## Task to carry out
In the records below, find the line containing "Target = blue t-shirt"; give it again exactly, along with every line that follows, and nothing else.
● ● ● ● ● ● ●
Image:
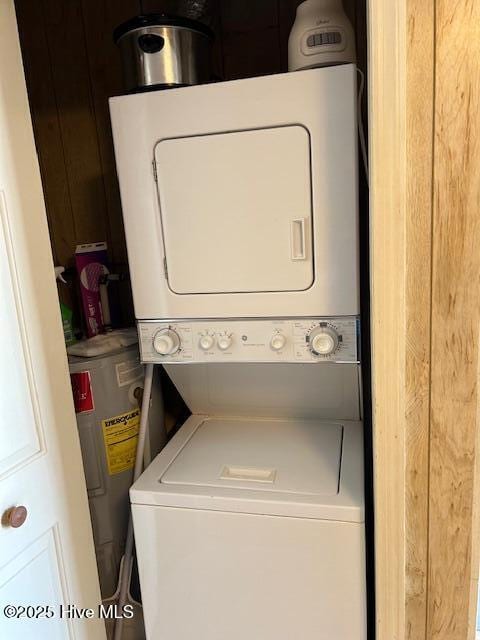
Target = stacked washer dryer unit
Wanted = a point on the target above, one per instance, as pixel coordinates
(240, 208)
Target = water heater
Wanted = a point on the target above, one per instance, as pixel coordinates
(321, 35)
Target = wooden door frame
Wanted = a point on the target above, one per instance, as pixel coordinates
(424, 194)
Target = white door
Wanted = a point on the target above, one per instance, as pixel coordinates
(49, 559)
(243, 224)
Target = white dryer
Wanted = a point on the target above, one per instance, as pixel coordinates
(241, 216)
(240, 198)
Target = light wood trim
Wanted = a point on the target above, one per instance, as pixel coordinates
(387, 66)
(401, 120)
(455, 321)
(419, 203)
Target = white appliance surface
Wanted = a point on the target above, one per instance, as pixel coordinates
(260, 212)
(250, 209)
(238, 340)
(329, 391)
(249, 528)
(305, 468)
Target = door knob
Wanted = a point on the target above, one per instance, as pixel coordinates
(14, 517)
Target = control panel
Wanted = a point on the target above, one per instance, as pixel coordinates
(278, 340)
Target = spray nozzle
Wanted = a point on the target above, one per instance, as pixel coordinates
(58, 274)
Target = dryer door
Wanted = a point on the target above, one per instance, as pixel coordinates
(236, 211)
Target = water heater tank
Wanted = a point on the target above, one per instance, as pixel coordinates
(321, 35)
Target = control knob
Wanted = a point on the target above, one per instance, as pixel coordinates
(278, 341)
(224, 342)
(166, 342)
(323, 340)
(206, 341)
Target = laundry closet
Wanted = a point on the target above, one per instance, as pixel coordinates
(232, 210)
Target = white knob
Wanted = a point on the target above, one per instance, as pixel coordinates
(166, 342)
(278, 341)
(206, 342)
(323, 341)
(224, 342)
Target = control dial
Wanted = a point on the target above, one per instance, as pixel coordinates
(224, 342)
(166, 342)
(206, 341)
(278, 341)
(323, 340)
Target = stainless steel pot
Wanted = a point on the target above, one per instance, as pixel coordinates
(159, 50)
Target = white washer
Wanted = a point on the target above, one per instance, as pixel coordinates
(253, 528)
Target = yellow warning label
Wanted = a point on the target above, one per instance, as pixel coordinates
(120, 434)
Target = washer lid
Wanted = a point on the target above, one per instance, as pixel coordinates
(291, 457)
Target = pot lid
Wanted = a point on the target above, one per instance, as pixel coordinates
(160, 20)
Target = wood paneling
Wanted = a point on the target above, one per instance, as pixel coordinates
(455, 319)
(418, 233)
(425, 97)
(72, 68)
(401, 137)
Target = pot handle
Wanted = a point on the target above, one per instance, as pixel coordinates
(150, 43)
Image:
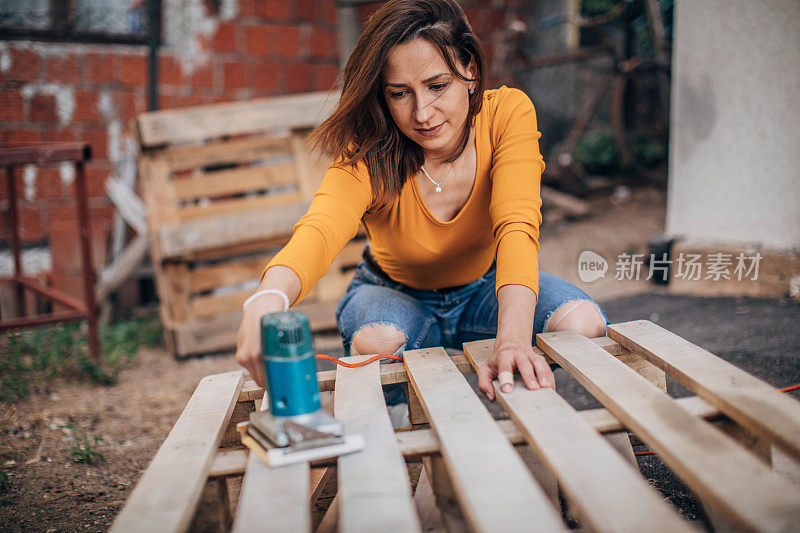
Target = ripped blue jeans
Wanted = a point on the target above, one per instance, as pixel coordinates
(447, 318)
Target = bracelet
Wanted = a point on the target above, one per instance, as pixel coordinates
(268, 291)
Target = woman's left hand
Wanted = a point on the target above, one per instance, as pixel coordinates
(505, 360)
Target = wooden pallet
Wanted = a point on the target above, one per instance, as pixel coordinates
(486, 475)
(223, 186)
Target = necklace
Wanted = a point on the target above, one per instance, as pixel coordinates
(439, 185)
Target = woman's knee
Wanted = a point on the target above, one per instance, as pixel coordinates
(378, 339)
(582, 317)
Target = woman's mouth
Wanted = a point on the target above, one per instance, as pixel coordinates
(430, 132)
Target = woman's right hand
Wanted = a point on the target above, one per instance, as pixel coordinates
(248, 340)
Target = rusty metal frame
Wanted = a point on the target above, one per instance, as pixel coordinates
(79, 154)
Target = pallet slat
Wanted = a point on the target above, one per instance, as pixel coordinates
(232, 206)
(234, 181)
(494, 487)
(178, 239)
(373, 484)
(273, 498)
(750, 401)
(608, 493)
(711, 463)
(234, 118)
(166, 497)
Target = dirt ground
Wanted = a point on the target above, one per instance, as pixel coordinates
(45, 490)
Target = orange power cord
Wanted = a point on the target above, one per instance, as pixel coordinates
(362, 363)
(397, 358)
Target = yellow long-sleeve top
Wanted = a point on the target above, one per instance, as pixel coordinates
(500, 220)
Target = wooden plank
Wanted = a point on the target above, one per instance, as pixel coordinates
(234, 181)
(233, 206)
(228, 463)
(228, 152)
(423, 442)
(218, 332)
(128, 205)
(374, 491)
(178, 239)
(166, 497)
(495, 489)
(319, 478)
(273, 498)
(239, 270)
(445, 494)
(606, 490)
(196, 124)
(430, 516)
(216, 304)
(755, 404)
(712, 464)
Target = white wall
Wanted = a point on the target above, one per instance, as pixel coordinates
(735, 138)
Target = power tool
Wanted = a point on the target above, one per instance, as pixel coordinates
(295, 428)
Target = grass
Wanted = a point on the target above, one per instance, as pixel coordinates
(85, 452)
(32, 358)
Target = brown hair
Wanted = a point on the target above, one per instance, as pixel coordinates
(361, 128)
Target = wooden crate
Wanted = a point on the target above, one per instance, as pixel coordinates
(486, 475)
(224, 185)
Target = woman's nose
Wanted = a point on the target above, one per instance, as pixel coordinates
(423, 111)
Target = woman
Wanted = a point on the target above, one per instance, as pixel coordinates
(445, 177)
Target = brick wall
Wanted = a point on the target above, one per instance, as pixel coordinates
(52, 92)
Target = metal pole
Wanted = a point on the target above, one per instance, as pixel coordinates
(13, 226)
(154, 17)
(86, 256)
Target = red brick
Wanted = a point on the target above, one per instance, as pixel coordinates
(235, 75)
(98, 138)
(330, 12)
(86, 106)
(297, 78)
(322, 44)
(30, 224)
(58, 135)
(247, 8)
(266, 78)
(26, 136)
(25, 66)
(11, 107)
(305, 9)
(42, 108)
(272, 9)
(259, 40)
(99, 68)
(97, 172)
(288, 40)
(65, 238)
(169, 71)
(324, 77)
(49, 185)
(225, 38)
(62, 69)
(133, 69)
(200, 77)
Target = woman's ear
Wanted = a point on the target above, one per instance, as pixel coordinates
(472, 71)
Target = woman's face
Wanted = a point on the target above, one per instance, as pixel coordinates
(427, 101)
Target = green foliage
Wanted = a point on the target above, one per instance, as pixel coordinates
(597, 152)
(86, 450)
(647, 150)
(33, 357)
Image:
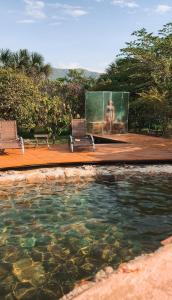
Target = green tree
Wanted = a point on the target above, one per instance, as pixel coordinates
(19, 98)
(32, 64)
(144, 68)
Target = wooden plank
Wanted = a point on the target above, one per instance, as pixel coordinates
(137, 148)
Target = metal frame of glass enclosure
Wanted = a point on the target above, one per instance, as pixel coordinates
(107, 112)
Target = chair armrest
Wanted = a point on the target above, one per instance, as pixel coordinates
(91, 137)
(21, 140)
(71, 140)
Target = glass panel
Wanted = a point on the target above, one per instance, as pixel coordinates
(107, 112)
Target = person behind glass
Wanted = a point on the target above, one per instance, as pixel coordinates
(109, 116)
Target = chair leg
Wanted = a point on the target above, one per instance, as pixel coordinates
(22, 145)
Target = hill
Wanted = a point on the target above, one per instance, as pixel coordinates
(61, 73)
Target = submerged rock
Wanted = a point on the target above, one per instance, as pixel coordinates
(27, 270)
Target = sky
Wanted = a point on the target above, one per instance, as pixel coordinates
(78, 33)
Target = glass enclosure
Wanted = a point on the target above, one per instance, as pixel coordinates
(107, 112)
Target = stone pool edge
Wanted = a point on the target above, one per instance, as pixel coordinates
(77, 174)
(146, 277)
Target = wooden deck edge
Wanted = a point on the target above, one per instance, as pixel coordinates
(75, 164)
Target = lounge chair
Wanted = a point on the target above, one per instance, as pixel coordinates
(8, 136)
(79, 136)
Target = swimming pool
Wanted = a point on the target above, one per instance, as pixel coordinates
(52, 235)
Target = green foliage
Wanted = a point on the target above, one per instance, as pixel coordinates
(31, 64)
(19, 98)
(144, 68)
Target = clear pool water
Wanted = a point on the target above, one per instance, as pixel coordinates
(53, 235)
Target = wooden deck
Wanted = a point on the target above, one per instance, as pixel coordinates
(133, 148)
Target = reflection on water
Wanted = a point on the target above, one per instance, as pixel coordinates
(52, 236)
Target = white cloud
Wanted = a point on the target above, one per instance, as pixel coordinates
(71, 10)
(72, 65)
(125, 3)
(76, 12)
(35, 9)
(55, 23)
(26, 21)
(163, 8)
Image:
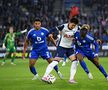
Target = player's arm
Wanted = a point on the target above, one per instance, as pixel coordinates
(4, 41)
(25, 47)
(52, 39)
(96, 47)
(57, 29)
(21, 32)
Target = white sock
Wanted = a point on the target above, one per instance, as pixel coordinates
(73, 69)
(50, 68)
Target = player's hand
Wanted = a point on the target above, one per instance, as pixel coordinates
(96, 55)
(25, 30)
(23, 56)
(3, 46)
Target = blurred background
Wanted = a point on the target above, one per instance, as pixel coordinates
(21, 13)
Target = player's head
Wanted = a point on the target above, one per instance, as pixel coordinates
(72, 23)
(83, 31)
(11, 29)
(37, 23)
(86, 26)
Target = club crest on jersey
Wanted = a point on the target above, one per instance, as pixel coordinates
(38, 38)
(34, 34)
(84, 41)
(42, 33)
(68, 36)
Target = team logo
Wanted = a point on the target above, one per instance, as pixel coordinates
(84, 41)
(38, 38)
(42, 33)
(34, 34)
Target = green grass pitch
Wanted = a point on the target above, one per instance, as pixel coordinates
(19, 77)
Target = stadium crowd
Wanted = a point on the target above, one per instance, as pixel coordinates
(21, 13)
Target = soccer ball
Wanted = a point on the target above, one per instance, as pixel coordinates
(51, 78)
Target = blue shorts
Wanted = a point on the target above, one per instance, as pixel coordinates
(45, 54)
(61, 52)
(89, 54)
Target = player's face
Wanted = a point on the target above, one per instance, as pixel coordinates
(83, 33)
(71, 25)
(11, 30)
(37, 25)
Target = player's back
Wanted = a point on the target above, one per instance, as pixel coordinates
(67, 36)
(38, 38)
(83, 44)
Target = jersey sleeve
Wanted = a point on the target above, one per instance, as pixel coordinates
(17, 33)
(29, 35)
(4, 41)
(94, 42)
(96, 46)
(46, 31)
(56, 29)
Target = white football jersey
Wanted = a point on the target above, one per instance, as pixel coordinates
(67, 36)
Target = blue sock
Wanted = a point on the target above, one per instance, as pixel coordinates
(33, 70)
(102, 70)
(56, 68)
(84, 66)
(65, 58)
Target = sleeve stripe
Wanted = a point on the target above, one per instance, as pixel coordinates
(91, 38)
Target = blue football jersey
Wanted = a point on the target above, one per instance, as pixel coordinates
(84, 44)
(38, 38)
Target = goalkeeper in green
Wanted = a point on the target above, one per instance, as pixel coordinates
(9, 41)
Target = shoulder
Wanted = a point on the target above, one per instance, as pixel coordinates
(31, 30)
(44, 29)
(60, 27)
(90, 37)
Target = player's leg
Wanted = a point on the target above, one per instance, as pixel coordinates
(56, 69)
(74, 63)
(5, 56)
(54, 62)
(32, 68)
(99, 66)
(73, 69)
(33, 58)
(80, 57)
(64, 60)
(13, 51)
(13, 58)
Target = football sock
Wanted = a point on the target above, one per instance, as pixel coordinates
(65, 58)
(50, 68)
(84, 66)
(56, 68)
(73, 69)
(102, 70)
(13, 58)
(33, 70)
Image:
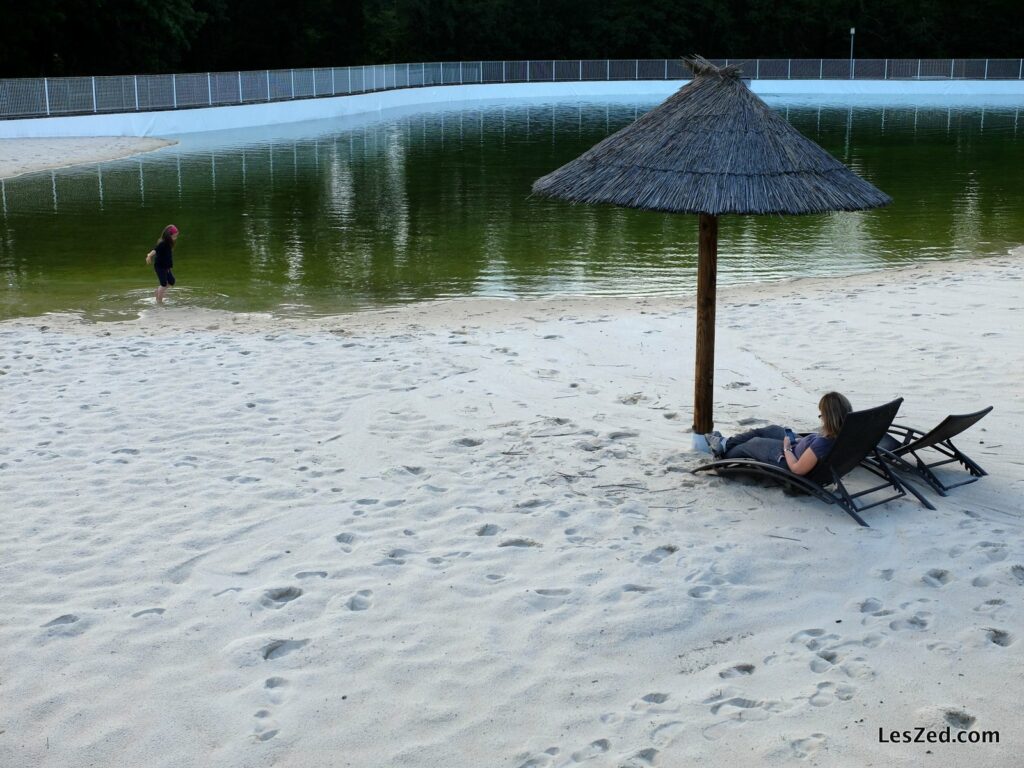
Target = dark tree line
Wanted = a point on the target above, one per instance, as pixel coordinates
(110, 37)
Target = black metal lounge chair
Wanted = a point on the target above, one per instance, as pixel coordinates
(901, 442)
(856, 444)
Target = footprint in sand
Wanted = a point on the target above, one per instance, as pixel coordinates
(147, 612)
(937, 578)
(739, 670)
(278, 648)
(278, 598)
(642, 759)
(1017, 571)
(824, 659)
(637, 588)
(593, 750)
(998, 637)
(870, 605)
(655, 697)
(659, 554)
(519, 543)
(916, 623)
(808, 747)
(360, 600)
(958, 719)
(828, 692)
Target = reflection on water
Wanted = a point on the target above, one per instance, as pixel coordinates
(330, 217)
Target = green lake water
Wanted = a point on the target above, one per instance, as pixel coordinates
(328, 217)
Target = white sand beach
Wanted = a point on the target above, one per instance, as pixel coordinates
(465, 534)
(20, 156)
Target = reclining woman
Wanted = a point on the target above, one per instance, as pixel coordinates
(775, 444)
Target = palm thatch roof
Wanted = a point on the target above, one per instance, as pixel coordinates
(713, 147)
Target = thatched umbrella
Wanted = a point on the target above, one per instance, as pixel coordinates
(711, 148)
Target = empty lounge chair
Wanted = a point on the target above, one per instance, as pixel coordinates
(902, 443)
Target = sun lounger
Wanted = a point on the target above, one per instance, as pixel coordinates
(856, 444)
(901, 443)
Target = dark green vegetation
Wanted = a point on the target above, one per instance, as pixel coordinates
(117, 37)
(327, 217)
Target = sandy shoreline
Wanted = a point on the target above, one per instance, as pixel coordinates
(20, 156)
(463, 534)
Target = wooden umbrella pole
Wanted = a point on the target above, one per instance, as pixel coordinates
(704, 379)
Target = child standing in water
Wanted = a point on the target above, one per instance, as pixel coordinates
(162, 258)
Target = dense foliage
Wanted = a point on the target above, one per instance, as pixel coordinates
(99, 37)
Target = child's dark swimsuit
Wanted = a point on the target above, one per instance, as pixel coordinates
(163, 263)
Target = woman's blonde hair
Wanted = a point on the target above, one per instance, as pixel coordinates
(833, 408)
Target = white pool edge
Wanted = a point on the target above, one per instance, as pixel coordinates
(173, 123)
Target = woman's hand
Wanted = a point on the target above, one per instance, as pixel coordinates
(800, 466)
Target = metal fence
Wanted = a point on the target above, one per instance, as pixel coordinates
(85, 95)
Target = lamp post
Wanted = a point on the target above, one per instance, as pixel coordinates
(853, 31)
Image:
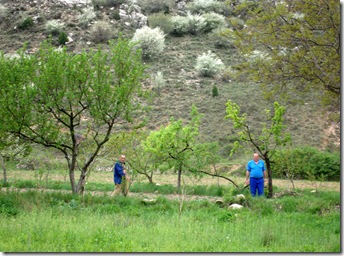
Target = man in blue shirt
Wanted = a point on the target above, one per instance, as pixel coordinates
(120, 177)
(255, 175)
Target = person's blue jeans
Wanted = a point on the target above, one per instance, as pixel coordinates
(257, 184)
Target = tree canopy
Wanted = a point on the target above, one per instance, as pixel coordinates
(291, 46)
(70, 101)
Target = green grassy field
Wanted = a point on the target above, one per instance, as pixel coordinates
(38, 221)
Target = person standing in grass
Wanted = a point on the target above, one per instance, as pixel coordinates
(120, 177)
(255, 175)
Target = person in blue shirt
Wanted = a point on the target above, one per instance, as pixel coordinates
(255, 175)
(120, 177)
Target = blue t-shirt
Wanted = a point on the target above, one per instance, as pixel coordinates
(256, 169)
(118, 173)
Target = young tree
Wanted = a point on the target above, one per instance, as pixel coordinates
(291, 46)
(270, 137)
(62, 100)
(11, 148)
(130, 144)
(175, 142)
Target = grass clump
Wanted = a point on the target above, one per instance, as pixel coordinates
(26, 23)
(161, 20)
(116, 224)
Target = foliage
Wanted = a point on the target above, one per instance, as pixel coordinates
(174, 142)
(70, 102)
(180, 25)
(196, 23)
(208, 64)
(213, 21)
(54, 27)
(270, 137)
(101, 32)
(86, 224)
(3, 10)
(302, 161)
(107, 3)
(162, 21)
(151, 41)
(300, 42)
(215, 91)
(63, 38)
(222, 37)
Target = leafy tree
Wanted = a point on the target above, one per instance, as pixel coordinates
● ● ● ● ● ● ●
## Task result
Target = blue t-shirt
Wanted = a point on the target above, one per instance, as pixel coordinates
(256, 169)
(118, 173)
Target = young tree
Wanted = a point on the target above, one per instance, as pixel coordinates
(291, 46)
(270, 137)
(62, 100)
(11, 148)
(130, 144)
(175, 142)
Target = grass clump
Wanted = a point on the target above, one per instance, as pixel coordinates
(26, 23)
(161, 20)
(116, 224)
Target = foliage
Wanted = a point on the target above, one per instance, as pixel coordinates
(174, 142)
(70, 102)
(180, 25)
(196, 23)
(208, 64)
(213, 21)
(54, 27)
(270, 137)
(101, 32)
(86, 224)
(3, 10)
(302, 161)
(107, 3)
(162, 21)
(151, 41)
(300, 42)
(215, 91)
(63, 38)
(222, 37)
Target = leafy tree
Wanted = a point on the target above, one per instance, as pixel coordinates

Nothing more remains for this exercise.